[PAGE EXCERPT]
# PhageHostLearn - v3.4.klebsiella - human in the loop

An AI-based Phage-Host interaction predictor framework with K-loci and receptor-binding proteins at its core. This particular PhageHostLearn is for *Klebsiella pneumoniae* related phages.

This notebook offers the functionality to add new data to the PhageHostLearn framework and retrain the PhageHostLearn prediction models, without having to process all data from scratch. Here, it is assumed that you have completed the initial set-up that is carried out in the `phagehostlearn_training.ipynb`.

**Overview of this notebook**
- Setting A: new validated interactions for the same data
- Setting B or C: new interactions for either new phages or bacteria (= new data)
- Setting D: new interactions for new combinations of phages AND bacteria

**Architecture of the PhageHostLearn framework**: 
- Multi-RBP setting: phages consisting of one or more RBPs (multi-instance)

[EXTRACTED RECORDS]

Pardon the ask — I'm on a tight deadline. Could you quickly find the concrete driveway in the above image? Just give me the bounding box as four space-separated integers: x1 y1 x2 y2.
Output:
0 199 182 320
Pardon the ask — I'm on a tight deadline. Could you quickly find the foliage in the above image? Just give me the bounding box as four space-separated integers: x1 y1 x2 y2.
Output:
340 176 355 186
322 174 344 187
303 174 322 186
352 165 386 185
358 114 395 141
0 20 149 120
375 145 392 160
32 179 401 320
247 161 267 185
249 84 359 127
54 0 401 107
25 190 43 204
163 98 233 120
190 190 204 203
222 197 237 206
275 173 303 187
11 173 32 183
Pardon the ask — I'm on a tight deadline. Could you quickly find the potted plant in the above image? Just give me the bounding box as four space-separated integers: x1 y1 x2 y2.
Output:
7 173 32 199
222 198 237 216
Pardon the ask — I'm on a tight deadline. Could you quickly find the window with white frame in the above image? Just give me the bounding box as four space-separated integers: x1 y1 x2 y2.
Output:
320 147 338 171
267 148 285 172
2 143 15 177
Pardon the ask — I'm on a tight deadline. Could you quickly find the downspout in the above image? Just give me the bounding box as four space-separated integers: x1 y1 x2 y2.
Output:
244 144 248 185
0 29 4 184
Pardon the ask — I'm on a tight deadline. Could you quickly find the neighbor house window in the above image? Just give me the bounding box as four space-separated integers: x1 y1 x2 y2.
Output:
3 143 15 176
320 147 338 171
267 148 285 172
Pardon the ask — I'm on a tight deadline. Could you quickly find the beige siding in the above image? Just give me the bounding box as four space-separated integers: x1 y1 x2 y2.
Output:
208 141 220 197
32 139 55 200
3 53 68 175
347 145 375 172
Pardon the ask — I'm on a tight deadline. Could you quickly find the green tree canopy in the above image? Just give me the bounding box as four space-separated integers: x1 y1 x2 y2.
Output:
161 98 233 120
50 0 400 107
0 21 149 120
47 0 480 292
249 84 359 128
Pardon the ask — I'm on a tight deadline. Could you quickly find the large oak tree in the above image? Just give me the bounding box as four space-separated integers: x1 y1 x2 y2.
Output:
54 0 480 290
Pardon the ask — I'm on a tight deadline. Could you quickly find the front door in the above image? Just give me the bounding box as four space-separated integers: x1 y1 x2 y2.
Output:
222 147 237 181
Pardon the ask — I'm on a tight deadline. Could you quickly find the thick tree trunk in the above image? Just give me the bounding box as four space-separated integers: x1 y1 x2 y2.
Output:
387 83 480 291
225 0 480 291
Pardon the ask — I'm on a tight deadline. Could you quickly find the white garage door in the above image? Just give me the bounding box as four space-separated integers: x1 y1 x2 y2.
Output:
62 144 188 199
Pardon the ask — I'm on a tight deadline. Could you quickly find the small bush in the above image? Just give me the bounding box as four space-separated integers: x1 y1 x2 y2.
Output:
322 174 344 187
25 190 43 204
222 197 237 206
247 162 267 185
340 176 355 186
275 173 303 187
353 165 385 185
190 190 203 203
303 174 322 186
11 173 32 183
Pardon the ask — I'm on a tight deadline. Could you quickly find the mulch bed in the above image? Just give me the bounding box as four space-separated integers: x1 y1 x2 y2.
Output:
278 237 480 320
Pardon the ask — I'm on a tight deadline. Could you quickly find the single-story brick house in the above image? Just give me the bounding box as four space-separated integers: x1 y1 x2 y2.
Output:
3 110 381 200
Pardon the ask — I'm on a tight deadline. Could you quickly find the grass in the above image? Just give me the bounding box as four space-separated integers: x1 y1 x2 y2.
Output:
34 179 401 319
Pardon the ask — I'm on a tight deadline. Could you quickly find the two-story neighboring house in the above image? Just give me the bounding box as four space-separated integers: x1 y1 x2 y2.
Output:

[ASSIGNMENT A] In the PhageHostLearn notebook description, rewrite the passage that opens with "# PhageHostLearn - v3.4.klebsiella" and closes with "pneumoniae* related phages.", switching "K-loci" to "capsule loci".
[ASSIGNMENT B] Carry on the PhageHostLearn notebook description past its final line.

[EXPECTED OUTPUT A]
# PhageHostLearn - v3.4.klebsiella - human in the loop

An AI-based Phage-Host interaction predictor framework with capsule loci and receptor-binding proteins at its core. This particular PhageHostLearn is for *Klebsiella pneumoniae* related phages.

[EXPECTED OUTPUT B]
- K-loci proteins (multi-instance)
- Embeddings for both based on ESM-2 language models and HDC
- Combined XGBoost model (for language embeddings) and Random Forest (for HDC embeddings) to make predictions

In [4]:
import numpy as np
import pandas as pd
from Bio import SeqIO
from os import listdir
from joblib import dump, load
from tqdm.notebook import tqdm
from xgboost import XGBClassifier
import phagehostlearn_utils as phlu
import phagehostlearn_features as phlf
import phagehostlearn_processing as phlp
from sklearn.ensemble import RandomForestClassifier

In [2]:
general_path = '/Users/dimi/GoogleDrive/PhD/4_PHAGEHOST_LEARNING/42_DATA/Valencia_data'
results_path = '/Users/dimi/GoogleDrive/PhD/4_PHAGEHOST_LEARNING/43_RESULTS/models'
data_suffix = 'Valencia'

## Setting A: adding validated interactions for the same data

In this setting, we're not adding new phages or bacterial hosts, but we have tested new interactions for the phages and bacteria that are already present in the dataset. In this scenario, we only need to add those new interactions to our interaction matrix and retrain from there.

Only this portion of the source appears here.